Location annotation dataset excerpts:
────

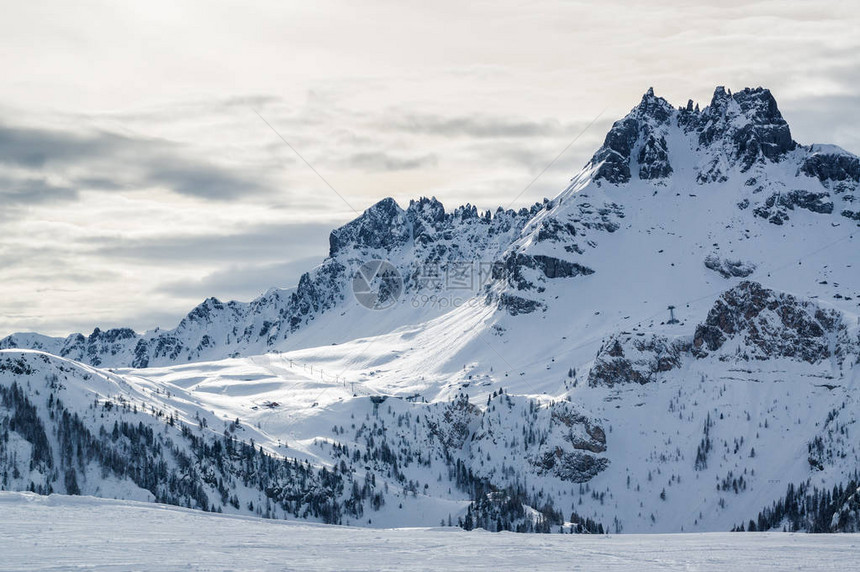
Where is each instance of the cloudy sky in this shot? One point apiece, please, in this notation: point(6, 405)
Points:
point(136, 176)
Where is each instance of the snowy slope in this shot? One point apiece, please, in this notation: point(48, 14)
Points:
point(555, 378)
point(41, 533)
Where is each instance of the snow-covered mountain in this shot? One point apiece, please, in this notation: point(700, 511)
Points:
point(530, 369)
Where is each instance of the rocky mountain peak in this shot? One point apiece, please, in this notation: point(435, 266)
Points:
point(737, 129)
point(381, 226)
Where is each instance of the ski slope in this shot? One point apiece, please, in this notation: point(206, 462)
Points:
point(58, 532)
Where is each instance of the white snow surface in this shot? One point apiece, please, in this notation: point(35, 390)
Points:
point(86, 533)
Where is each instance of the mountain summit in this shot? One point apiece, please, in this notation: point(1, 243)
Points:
point(672, 343)
point(739, 144)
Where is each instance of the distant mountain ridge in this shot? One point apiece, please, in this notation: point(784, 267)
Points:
point(672, 343)
point(736, 136)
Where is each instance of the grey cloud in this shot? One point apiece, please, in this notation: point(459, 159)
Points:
point(32, 190)
point(115, 161)
point(243, 281)
point(825, 119)
point(480, 127)
point(381, 161)
point(261, 243)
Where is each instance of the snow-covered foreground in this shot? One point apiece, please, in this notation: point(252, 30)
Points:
point(60, 532)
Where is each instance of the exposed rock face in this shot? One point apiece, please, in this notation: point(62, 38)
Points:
point(739, 129)
point(588, 440)
point(641, 135)
point(573, 466)
point(729, 268)
point(752, 322)
point(746, 126)
point(629, 358)
point(829, 163)
point(415, 238)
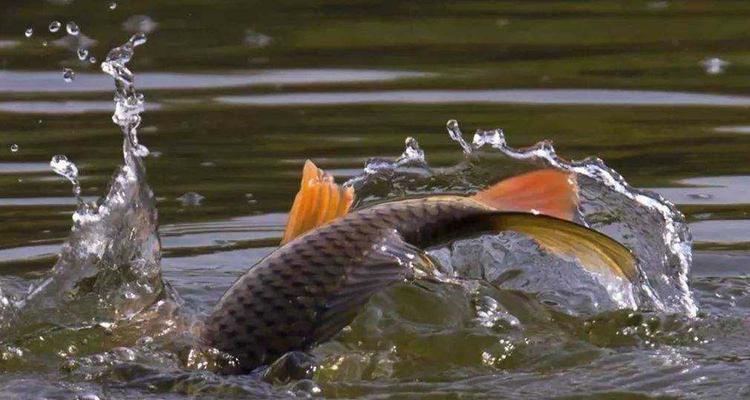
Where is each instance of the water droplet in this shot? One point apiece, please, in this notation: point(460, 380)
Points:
point(65, 168)
point(138, 39)
point(412, 152)
point(494, 138)
point(714, 65)
point(68, 75)
point(140, 23)
point(257, 40)
point(82, 54)
point(455, 133)
point(72, 28)
point(191, 199)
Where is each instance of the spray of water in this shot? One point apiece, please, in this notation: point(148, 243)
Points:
point(648, 224)
point(109, 268)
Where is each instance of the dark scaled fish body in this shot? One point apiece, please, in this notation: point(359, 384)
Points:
point(309, 289)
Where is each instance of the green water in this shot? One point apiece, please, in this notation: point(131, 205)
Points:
point(240, 138)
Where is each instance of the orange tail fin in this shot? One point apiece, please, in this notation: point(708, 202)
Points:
point(318, 201)
point(546, 191)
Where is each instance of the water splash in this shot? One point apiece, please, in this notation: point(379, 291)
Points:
point(68, 75)
point(644, 221)
point(109, 268)
point(72, 28)
point(65, 168)
point(714, 65)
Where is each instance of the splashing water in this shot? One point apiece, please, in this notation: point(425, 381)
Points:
point(54, 26)
point(645, 222)
point(109, 268)
point(65, 168)
point(72, 28)
point(68, 75)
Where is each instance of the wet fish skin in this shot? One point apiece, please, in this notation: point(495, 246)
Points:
point(288, 301)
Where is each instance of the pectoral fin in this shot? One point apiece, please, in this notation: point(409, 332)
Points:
point(595, 251)
point(546, 191)
point(319, 201)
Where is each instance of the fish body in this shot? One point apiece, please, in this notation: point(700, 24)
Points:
point(310, 288)
point(288, 301)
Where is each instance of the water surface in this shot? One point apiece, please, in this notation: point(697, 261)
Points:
point(232, 117)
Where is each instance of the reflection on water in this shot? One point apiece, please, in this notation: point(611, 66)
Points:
point(710, 190)
point(50, 82)
point(722, 231)
point(744, 129)
point(63, 107)
point(505, 96)
point(530, 69)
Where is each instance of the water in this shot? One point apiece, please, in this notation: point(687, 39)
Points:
point(639, 98)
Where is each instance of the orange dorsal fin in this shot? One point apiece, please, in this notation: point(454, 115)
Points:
point(318, 201)
point(547, 191)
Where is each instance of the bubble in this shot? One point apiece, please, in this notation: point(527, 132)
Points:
point(191, 199)
point(65, 168)
point(256, 39)
point(714, 65)
point(72, 28)
point(68, 75)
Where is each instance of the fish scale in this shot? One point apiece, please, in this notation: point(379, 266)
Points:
point(263, 315)
point(306, 291)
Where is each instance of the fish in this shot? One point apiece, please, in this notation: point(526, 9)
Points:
point(333, 259)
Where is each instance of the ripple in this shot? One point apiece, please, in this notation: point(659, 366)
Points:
point(15, 168)
point(28, 252)
point(41, 201)
point(63, 107)
point(8, 44)
point(510, 96)
point(721, 231)
point(50, 82)
point(712, 190)
point(743, 129)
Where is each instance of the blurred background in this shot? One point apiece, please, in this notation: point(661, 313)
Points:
point(240, 93)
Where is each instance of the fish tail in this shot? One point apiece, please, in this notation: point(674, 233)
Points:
point(596, 252)
point(319, 200)
point(547, 191)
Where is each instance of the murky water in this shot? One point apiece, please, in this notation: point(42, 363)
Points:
point(239, 94)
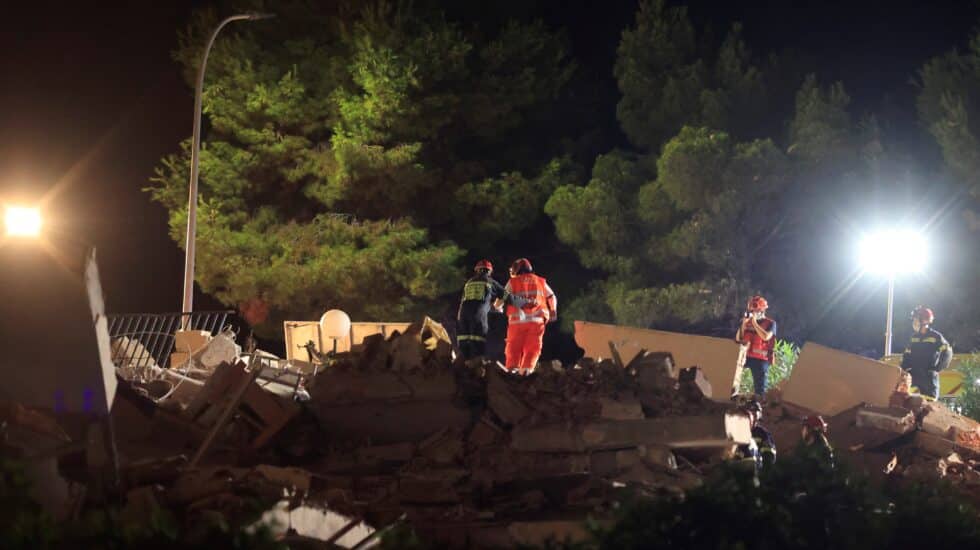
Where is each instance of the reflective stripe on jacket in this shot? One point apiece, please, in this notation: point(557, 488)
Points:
point(538, 299)
point(759, 348)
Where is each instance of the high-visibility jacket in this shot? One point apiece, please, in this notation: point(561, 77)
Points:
point(927, 351)
point(537, 299)
point(759, 348)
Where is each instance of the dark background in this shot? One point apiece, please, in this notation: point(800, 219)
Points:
point(91, 100)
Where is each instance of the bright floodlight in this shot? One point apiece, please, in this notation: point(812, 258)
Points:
point(893, 252)
point(22, 222)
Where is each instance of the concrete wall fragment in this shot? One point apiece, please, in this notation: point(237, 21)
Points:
point(830, 381)
point(298, 333)
point(717, 357)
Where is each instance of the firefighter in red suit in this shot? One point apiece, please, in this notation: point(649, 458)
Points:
point(526, 324)
point(758, 333)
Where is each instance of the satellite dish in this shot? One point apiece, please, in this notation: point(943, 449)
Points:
point(335, 324)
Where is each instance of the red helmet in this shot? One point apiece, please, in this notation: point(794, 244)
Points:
point(923, 314)
point(521, 265)
point(758, 303)
point(815, 422)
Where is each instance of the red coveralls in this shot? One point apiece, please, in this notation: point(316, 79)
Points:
point(525, 325)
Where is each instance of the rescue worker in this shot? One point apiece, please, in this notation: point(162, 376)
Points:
point(814, 439)
point(533, 306)
point(926, 354)
point(480, 293)
point(758, 333)
point(761, 451)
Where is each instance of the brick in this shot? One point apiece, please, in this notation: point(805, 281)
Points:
point(675, 432)
point(890, 419)
point(620, 409)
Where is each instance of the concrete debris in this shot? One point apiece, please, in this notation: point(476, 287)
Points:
point(466, 453)
point(941, 421)
point(892, 419)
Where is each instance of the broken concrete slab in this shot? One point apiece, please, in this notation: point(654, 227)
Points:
point(658, 456)
point(383, 422)
point(654, 370)
point(693, 384)
point(941, 421)
point(443, 447)
point(379, 454)
point(502, 401)
point(717, 356)
point(890, 419)
point(620, 409)
point(828, 381)
point(295, 479)
point(722, 430)
point(335, 386)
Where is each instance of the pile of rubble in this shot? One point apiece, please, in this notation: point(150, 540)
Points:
point(399, 431)
point(467, 454)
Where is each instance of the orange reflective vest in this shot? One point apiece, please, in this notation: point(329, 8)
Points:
point(539, 302)
point(759, 348)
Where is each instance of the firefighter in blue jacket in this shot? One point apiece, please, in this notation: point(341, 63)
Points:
point(761, 451)
point(479, 294)
point(927, 353)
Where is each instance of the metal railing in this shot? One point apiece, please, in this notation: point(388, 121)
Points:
point(146, 339)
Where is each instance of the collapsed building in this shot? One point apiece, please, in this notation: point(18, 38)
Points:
point(393, 429)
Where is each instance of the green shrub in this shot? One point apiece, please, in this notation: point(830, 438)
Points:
point(786, 355)
point(968, 403)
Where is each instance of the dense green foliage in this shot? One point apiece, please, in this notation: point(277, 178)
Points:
point(786, 355)
point(968, 403)
point(360, 155)
point(702, 216)
point(25, 525)
point(799, 503)
point(338, 139)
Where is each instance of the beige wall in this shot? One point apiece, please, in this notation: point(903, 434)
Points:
point(717, 357)
point(298, 333)
point(829, 381)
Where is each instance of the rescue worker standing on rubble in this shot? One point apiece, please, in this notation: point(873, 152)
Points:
point(761, 452)
point(533, 306)
point(479, 293)
point(758, 333)
point(814, 439)
point(926, 354)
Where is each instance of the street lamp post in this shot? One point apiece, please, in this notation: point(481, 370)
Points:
point(890, 316)
point(188, 303)
point(890, 253)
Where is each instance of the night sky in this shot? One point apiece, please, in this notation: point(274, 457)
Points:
point(91, 100)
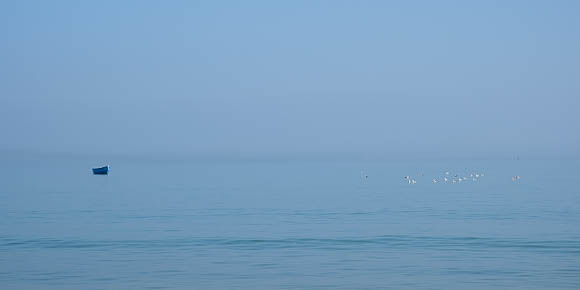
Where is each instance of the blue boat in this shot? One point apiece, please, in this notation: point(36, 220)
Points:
point(101, 170)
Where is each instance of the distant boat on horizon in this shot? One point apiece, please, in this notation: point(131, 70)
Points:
point(101, 170)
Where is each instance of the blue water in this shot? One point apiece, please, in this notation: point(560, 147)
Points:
point(154, 224)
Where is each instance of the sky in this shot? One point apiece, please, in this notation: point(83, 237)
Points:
point(291, 78)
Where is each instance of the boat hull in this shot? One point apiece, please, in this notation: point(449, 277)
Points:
point(101, 170)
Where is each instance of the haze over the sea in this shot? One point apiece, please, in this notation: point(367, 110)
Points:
point(297, 78)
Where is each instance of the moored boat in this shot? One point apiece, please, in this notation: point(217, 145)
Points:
point(101, 170)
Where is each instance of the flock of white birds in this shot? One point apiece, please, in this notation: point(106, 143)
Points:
point(447, 178)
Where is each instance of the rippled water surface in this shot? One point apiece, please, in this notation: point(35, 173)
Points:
point(288, 225)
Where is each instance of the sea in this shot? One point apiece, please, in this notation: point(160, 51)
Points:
point(289, 224)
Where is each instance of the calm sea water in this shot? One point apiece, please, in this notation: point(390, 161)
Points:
point(288, 225)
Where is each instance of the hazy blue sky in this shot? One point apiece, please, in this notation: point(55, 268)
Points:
point(385, 78)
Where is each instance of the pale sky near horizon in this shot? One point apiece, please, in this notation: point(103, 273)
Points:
point(391, 78)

────

What is required: Repeat, word for word, every line from the line that contains "Where is each instance of the boat" to the end of the entries; include both of those lines and no others.

Result of this exercise:
Where is each instance of the boat hull in this shot? One point apiece, please, in this notation: point(449, 277)
Points:
point(101, 170)
Where is each instance of the haze over the sea in this shot? One point apiece, please, in this notation: point(367, 110)
Points:
point(297, 78)
Where is each instance of the moored boat in this shot? One point apiece, please, in this notation: point(217, 145)
Points:
point(101, 170)
Where is each instance of the flock of white birds in this shot? One point apiece, please, in this notation: point(106, 143)
Points:
point(447, 178)
Where is each instance of the rippled water surface in this shot? One point apiece, please, in this notation: point(35, 173)
Points:
point(288, 225)
Where is each instance of the sea in this shot? One point apiece, please, in this notation: point(160, 51)
Points:
point(289, 224)
Where is each instance of the calm sea water in this shot? One point apiece, please, in this notation: point(390, 161)
Points:
point(288, 225)
Where is each instance of the hazy blue sky in this shot? One point apiece, please, in this notation: point(55, 268)
Points:
point(385, 78)
Where is each instance of the pale sky near horizon in this shot? One point apiece, please, in this notation: point(103, 273)
Points:
point(391, 78)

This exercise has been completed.